Records drawn from a dataset
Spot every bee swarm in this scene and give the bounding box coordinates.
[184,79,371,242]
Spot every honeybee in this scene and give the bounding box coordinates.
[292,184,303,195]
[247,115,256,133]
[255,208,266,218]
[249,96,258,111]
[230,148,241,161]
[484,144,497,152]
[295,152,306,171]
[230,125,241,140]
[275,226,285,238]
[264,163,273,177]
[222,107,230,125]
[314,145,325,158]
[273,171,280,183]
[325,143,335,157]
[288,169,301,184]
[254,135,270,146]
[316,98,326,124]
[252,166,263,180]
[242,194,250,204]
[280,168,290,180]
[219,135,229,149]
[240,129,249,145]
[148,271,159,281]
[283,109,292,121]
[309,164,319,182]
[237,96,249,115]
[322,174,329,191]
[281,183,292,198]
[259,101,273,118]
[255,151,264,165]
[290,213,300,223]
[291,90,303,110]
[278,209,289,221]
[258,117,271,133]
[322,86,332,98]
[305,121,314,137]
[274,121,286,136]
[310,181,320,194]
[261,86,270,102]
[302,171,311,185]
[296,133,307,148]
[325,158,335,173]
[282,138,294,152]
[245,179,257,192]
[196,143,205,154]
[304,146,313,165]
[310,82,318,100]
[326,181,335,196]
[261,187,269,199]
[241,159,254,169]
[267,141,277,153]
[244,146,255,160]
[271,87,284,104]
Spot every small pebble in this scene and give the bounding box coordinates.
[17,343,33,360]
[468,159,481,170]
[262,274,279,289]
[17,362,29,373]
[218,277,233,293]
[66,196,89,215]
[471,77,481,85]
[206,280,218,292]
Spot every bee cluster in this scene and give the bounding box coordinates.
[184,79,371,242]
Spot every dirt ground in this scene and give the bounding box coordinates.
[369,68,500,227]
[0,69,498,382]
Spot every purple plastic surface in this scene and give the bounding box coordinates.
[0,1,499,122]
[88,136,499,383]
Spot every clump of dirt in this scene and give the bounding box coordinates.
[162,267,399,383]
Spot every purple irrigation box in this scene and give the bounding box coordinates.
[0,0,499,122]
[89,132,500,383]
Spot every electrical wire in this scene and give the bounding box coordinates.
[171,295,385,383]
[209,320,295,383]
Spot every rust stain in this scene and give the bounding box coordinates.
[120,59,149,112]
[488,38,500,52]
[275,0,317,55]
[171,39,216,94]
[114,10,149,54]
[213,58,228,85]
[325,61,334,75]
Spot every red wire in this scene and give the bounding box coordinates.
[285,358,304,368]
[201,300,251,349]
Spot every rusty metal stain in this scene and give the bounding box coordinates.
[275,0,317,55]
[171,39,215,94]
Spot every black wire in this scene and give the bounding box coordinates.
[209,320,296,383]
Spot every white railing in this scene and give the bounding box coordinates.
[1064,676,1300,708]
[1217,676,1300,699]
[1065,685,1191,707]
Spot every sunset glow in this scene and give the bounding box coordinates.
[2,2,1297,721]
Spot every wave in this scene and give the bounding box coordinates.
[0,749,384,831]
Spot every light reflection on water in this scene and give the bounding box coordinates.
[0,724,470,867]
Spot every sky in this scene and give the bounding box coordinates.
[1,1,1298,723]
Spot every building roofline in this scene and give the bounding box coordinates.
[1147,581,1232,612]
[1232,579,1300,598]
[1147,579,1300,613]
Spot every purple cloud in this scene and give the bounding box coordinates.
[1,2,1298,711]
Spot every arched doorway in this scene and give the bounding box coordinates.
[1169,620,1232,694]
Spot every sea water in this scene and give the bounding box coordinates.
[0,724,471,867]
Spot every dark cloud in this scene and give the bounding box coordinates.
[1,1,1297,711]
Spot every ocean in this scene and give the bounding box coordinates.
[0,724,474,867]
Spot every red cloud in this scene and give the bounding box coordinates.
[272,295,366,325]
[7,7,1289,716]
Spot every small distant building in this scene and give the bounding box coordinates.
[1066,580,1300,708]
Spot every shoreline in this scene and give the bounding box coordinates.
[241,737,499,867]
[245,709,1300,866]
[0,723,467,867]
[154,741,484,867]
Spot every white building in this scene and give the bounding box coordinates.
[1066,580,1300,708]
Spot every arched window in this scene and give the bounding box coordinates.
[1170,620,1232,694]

- _Try it_
Every record, copied exactly, is the expected answer.

- _Response box_
Spot every bee swarm in this scene and give the bounding box coordinates.
[184,79,371,242]
Spot every honeybee in this scene and give the bounding box coordinates.
[292,184,303,195]
[247,115,256,133]
[255,208,266,218]
[249,96,258,111]
[230,148,241,161]
[484,144,497,152]
[295,152,306,171]
[230,125,241,140]
[275,226,285,238]
[264,163,273,177]
[222,107,230,125]
[314,145,325,158]
[273,171,280,183]
[325,143,335,157]
[288,169,301,184]
[254,135,270,146]
[316,98,326,124]
[252,166,263,180]
[242,194,250,204]
[280,168,290,180]
[219,135,229,149]
[240,129,249,145]
[148,271,159,281]
[283,109,292,121]
[309,164,319,182]
[237,96,249,115]
[322,174,329,191]
[281,183,292,198]
[259,101,273,118]
[255,151,264,165]
[290,213,300,223]
[291,90,303,110]
[278,209,289,221]
[258,117,271,133]
[322,86,332,98]
[305,121,314,137]
[274,121,286,136]
[310,181,320,194]
[261,86,270,102]
[302,171,311,185]
[296,133,307,148]
[325,158,335,173]
[282,138,294,152]
[245,179,257,192]
[196,143,205,154]
[304,146,313,165]
[310,82,318,100]
[326,181,335,196]
[261,187,269,199]
[241,159,254,169]
[267,141,277,153]
[244,146,255,160]
[271,87,284,104]
Spot every small pebble in this scene and give the bounding box coordinates.
[17,343,33,360]
[468,159,481,170]
[262,274,279,289]
[17,362,29,373]
[218,277,233,293]
[66,196,89,215]
[471,77,481,85]
[206,280,218,292]
Spot every bee cluster in this scene and give the bounding box coordinates.
[184,79,371,242]
Spot every dirt ground in this scene and give the bounding box coordinates.
[369,68,500,227]
[0,69,498,382]
Spot every purple plastic surface in this scene and give the bounding box coordinates.
[0,1,499,122]
[88,136,499,383]
Spot every clump of dirt in this scene and give the bounding box coordinates.
[162,267,399,383]
Spot every purple irrigation box in this scene and give the bounding box coordinates.
[0,0,499,122]
[89,132,500,383]
Spot every electrical wire in this scene and give the bounding box coordinates.
[171,295,385,383]
[209,320,295,383]
Spot every rust stain in this scene and give the bounding box coordinates.
[120,59,149,112]
[488,38,500,52]
[275,0,317,55]
[171,39,216,94]
[114,10,149,54]
[213,58,228,85]
[325,61,334,75]
Spot every red wire in this scene and give the bounding box coordinates.
[285,358,304,368]
[201,300,251,349]
Spot every rusty metal stain in this scene and give the bounding box coordinates.
[275,0,317,55]
[171,39,215,94]
Spot every black wire in this scene and give the bounding box coordinates.
[209,320,296,383]
Spot every white railing in this scene and give the bounding box coordinates.
[1064,676,1300,708]
[1217,676,1300,699]
[1065,685,1191,707]
Spot every sunset glow in this scene and give the bounding box coordinates.
[2,2,1297,721]
Spot every wave in this scene and give the bounding box coordinates.
[0,749,384,831]
Spot every light reflection on water in this scene and give the bounding box coordinates.
[0,724,470,867]
Spot every sky in this scene and give the bounding box coordinates.
[1,1,1298,723]
Spot every building roofline in this scene and give the bounding box coordinates.
[1147,581,1232,612]
[1232,579,1300,598]
[1147,579,1300,613]
Spot every purple cloud in this scene and give the bounding box coordinates.
[1,2,1298,711]
Spot every arched doorway in this scene and give the bounding box coordinates.
[1169,620,1232,694]
Spot every sea water in this scene and give the bounding box coordinates.
[0,724,471,867]
Spot every dark cloud in this scene and give the bounding box coordinates.
[1,1,1297,711]
Spot every ocean in this scene and give the bounding box coordinates.
[0,724,474,867]
Spot every red cloud in this scene and give the bounding box coordinates.
[272,295,366,325]
[7,7,1289,716]
Spot every small distant building in this scene and give the bounding box coordinates.
[1066,580,1300,708]
Spot every shoreline in this scene and give the bounding box coordinates.
[241,737,499,867]
[245,709,1300,866]
[0,723,467,867]
[154,741,484,867]
Spot every white building in this scene and give the bounding box coordinates.
[1066,580,1300,708]
Spot every arched window in this scene and give the bounding box coordinates.
[1170,620,1232,694]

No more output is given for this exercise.